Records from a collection
'''
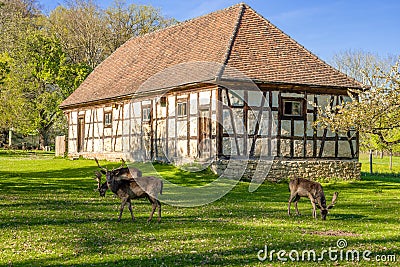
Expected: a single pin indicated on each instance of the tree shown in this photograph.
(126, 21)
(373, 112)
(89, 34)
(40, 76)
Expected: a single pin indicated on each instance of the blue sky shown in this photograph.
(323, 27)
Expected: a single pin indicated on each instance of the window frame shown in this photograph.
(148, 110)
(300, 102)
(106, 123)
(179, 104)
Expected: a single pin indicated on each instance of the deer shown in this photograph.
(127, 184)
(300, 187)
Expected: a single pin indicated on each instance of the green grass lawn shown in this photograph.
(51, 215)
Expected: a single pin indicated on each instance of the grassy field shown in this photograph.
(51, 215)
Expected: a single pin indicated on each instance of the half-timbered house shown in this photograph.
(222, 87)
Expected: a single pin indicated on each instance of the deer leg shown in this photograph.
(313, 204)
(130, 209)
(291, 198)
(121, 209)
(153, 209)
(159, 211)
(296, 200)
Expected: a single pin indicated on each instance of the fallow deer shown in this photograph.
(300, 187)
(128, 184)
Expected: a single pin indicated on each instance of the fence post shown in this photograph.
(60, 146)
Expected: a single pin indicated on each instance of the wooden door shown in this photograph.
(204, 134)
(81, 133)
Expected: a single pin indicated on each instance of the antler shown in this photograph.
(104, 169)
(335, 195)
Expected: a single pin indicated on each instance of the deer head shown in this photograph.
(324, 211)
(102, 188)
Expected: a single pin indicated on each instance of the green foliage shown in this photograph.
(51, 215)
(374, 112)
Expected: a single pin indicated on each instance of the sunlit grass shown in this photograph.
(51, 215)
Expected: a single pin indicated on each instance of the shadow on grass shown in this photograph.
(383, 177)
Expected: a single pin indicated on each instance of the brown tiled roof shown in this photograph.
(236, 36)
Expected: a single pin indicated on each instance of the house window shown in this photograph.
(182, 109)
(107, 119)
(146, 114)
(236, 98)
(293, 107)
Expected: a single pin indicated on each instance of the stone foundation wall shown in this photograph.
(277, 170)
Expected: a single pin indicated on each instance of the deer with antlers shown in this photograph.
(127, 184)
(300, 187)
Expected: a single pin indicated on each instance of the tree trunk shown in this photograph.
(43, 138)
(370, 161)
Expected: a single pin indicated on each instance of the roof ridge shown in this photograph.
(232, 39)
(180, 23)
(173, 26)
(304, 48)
'''
For this exercise, return the data above exactly and leave every picture out.

Expected: a single pin indicated on each instance of the tree shown in this photograph.
(126, 21)
(373, 112)
(89, 34)
(40, 76)
Expected: a single pin indicated on each instance of the blue sky shown in this photograph.
(323, 27)
Expected: a single pin indicated on each instance of the window frame shown in this photograph.
(148, 110)
(300, 102)
(106, 123)
(179, 104)
Expected: a single pin indicated on each instance of the deer shown in this photograph.
(127, 184)
(300, 187)
Expected: a single pin indicated on each instance of the green grass lawn shown in this photograph.
(51, 215)
Expected: a single pin indicated on each instance of the grassy field shown in this photograph.
(51, 215)
Expected: a single pin indicated on each instance of the half-timbered house shown in this photograph.
(222, 87)
Expected: a single pin indicated on each instance of the deer leg shown in this photograph.
(313, 204)
(130, 209)
(291, 198)
(121, 209)
(153, 209)
(159, 211)
(296, 200)
Expected: a single pin indicated on each instance of the fallow deer shown in this photograph.
(300, 187)
(128, 184)
Expected: a single pin indicated on each instance of the fence post shown in this photograph.
(60, 146)
Expected: a single pin indicated on each instance of the wooden door shown in this photograph.
(204, 134)
(81, 133)
Expected: a single pin indicated on each instance of the antler shown in this photograph.
(104, 169)
(335, 195)
Expected: a single pin indicated on each instance of the deer head shown in this photograph.
(324, 211)
(102, 188)
Expected: a single pin indicated on each instance of the green foliage shown in this photograph.
(51, 215)
(374, 112)
Expected: a single pin indicated on each instance of the sunlit grass shown in this photograph.
(51, 215)
Expected: a single pin indicated on each instance of the shadow on grass shown in this photograph.
(383, 177)
Expected: a single pin indicated on each instance of the brown tiled roof shown in this photograph.
(236, 36)
Expected: a single pin indicated on each instance of the house window shown in this photograph.
(182, 109)
(107, 119)
(146, 114)
(236, 98)
(293, 107)
Expected: a single pin indicated on each instance of the stone foundation wall shown in this photograph.
(277, 170)
Expected: a single pin indicated on each instance of the deer with antlers shown in this photograph.
(127, 184)
(300, 187)
Expected: a single pin indicated on each instance of the tree trunk shown in this photograph.
(43, 138)
(370, 161)
Expected: a single pin indicated on each instance of the roof ridge shown in this photograph.
(232, 39)
(180, 23)
(173, 26)
(304, 48)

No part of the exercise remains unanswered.